▶ **Assignment**
Reproduce the data word for word, from its first line through the line containing "negative clicks: (97, 98) (831, 227)", including both of those lines. Leave the pictures out of your answer.

Records contained in a dataset:
=== Begin Enclosure ===

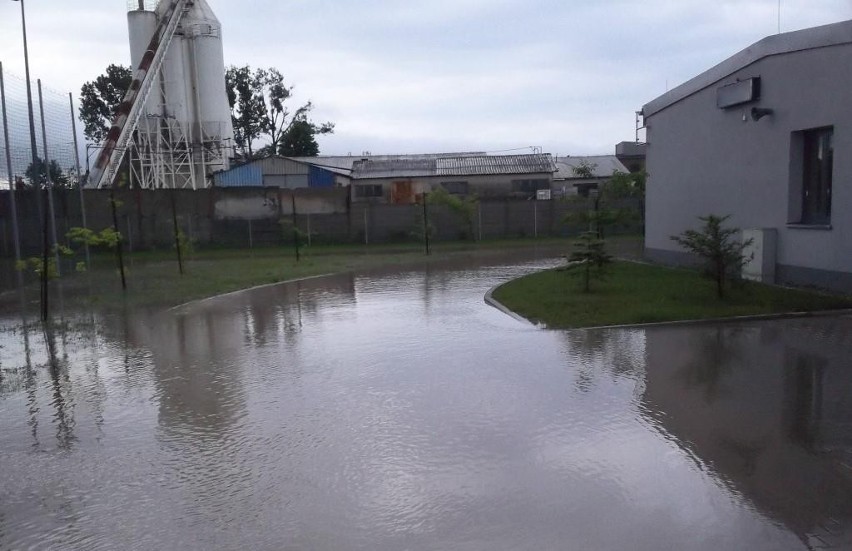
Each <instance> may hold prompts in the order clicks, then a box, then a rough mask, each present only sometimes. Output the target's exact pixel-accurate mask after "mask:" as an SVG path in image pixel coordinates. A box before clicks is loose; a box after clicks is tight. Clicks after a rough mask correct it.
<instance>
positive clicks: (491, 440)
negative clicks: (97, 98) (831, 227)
mask: <svg viewBox="0 0 852 551" xmlns="http://www.w3.org/2000/svg"><path fill="white" fill-rule="evenodd" d="M477 262H478V263H477ZM481 262H482V261H476V262H474V261H472V262H470V263H465V262H456V263H455V264H454V265H447V266H446V267H432V268H429V269H427V270H425V271H414V272H402V273H400V272H386V273H380V272H375V273H372V274H366V275H359V276H353V275H344V276H338V277H330V278H324V279H315V280H310V281H304V282H300V283H292V284H287V285H280V286H277V287H269V288H265V289H259V290H255V291H251V292H247V293H243V294H237V295H231V296H228V297H224V298H219V299H215V300H210V301H206V302H202V303H198V304H195V305H192V306H189V307H184V308H182V309H181V310H179V311H177V312H170V313H163V314H160V315H153V316H152V315H144V314H141V313H138V312H128V313H127V315H126V316H119V317H100V316H89V315H85V314H75V315H73V316H72V315H70V314H69V315H68V316H67V323H66V324H65V325H64V326H62V327H60V330H58V331H57V332H56V333H55V334H54V335H53V336H52V337H51V338H47V337H46V336H45V335H44V334H43V333H42V332H41V330H36V329H30V330H28V331H26V332H24V331H21V330H20V329H19V330H16V331H12V330H10V329H9V328H10V327H13V326H14V325H15V324H16V323H17V322H19V319H15V318H12V319H6V320H3V321H2V324H4V326H5V327H6V328H7V329H6V331H4V332H3V333H0V335H2V336H0V376H2V379H0V549H29V548H34V549H38V548H57V549H236V548H246V549H371V550H372V549H435V550H439V549H477V550H478V549H488V550H491V549H530V550H542V549H582V550H587V549H648V550H651V549H653V550H658V549H687V550H688V549H696V550H703V549H708V550H710V549H712V550H717V549H757V550H761V549H767V550H769V549H771V550H778V549H781V550H783V549H807V548H809V547H810V548H820V546H826V545H827V546H829V547H830V546H834V547H835V548H838V549H842V548H849V547H848V546H849V545H850V543H852V539H850V533H852V531H851V530H850V526H852V469H850V467H849V465H850V464H852V460H850V457H852V454H850V453H849V452H850V450H852V425H850V422H852V400H850V399H849V396H852V366H850V358H852V319H850V318H825V319H813V320H794V321H779V322H763V323H743V324H728V325H718V326H714V325H709V326H698V327H681V328H655V329H648V330H641V329H634V330H589V331H566V332H559V331H544V330H540V329H537V328H535V327H532V326H530V325H527V324H524V323H520V322H518V321H515V320H514V319H512V318H510V317H508V316H506V315H504V314H502V313H501V312H499V311H497V310H495V309H493V308H491V307H489V306H487V305H486V304H485V303H484V302H483V294H484V293H485V292H486V291H487V290H488V289H489V288H490V287H491V286H492V285H494V284H496V283H499V282H501V281H505V280H507V279H508V278H510V277H513V276H516V275H519V274H522V273H525V272H528V271H531V270H533V269H536V268H539V267H543V266H549V265H553V264H554V262H555V261H553V260H529V259H524V258H510V257H507V258H506V259H505V260H504V261H502V262H501V263H497V264H494V263H491V264H488V263H485V264H483V263H481ZM48 350H52V351H53V354H52V359H51V354H49V353H48Z"/></svg>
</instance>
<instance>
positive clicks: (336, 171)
mask: <svg viewBox="0 0 852 551" xmlns="http://www.w3.org/2000/svg"><path fill="white" fill-rule="evenodd" d="M471 155H485V153H484V152H461V153H414V154H407V155H318V156H316V157H288V158H289V159H293V160H294V161H298V162H300V163H306V164H309V165H314V166H318V167H320V168H325V169H326V170H331V171H333V172H336V173H338V174H344V175H346V176H348V175H349V173H350V172H352V168H353V166H354V164H355V163H357V162H359V161H363V160H367V161H395V160H422V159H438V158H441V157H468V156H471Z"/></svg>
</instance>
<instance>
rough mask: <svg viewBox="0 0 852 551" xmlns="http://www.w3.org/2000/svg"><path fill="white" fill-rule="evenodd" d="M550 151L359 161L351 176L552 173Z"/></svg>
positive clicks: (552, 159)
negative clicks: (449, 156)
mask: <svg viewBox="0 0 852 551" xmlns="http://www.w3.org/2000/svg"><path fill="white" fill-rule="evenodd" d="M554 169H555V167H554V165H553V158H552V157H551V156H550V154H549V153H545V154H535V155H469V156H462V157H458V156H453V157H429V158H422V157H421V158H397V159H392V160H372V159H366V160H360V161H356V162H355V163H354V164H353V166H352V177H353V178H355V179H363V178H418V177H426V176H491V175H496V174H541V173H544V172H553V171H554Z"/></svg>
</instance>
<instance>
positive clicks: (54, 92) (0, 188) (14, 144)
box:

=== End Enclosure ===

▶ **Answer for the task**
Each <instance> may hold prompts in the order clicks, then a box, then a rough mask, each present only sometimes. Output the target's exact pixel-accurate mask after "mask:" as an SVG path in image pixel coordinates. A box before clicks is loose; a box after clicks is tight. Clicks after a rough mask correct it.
<instance>
positive clicks: (491, 440)
negative clicks: (97, 98) (831, 227)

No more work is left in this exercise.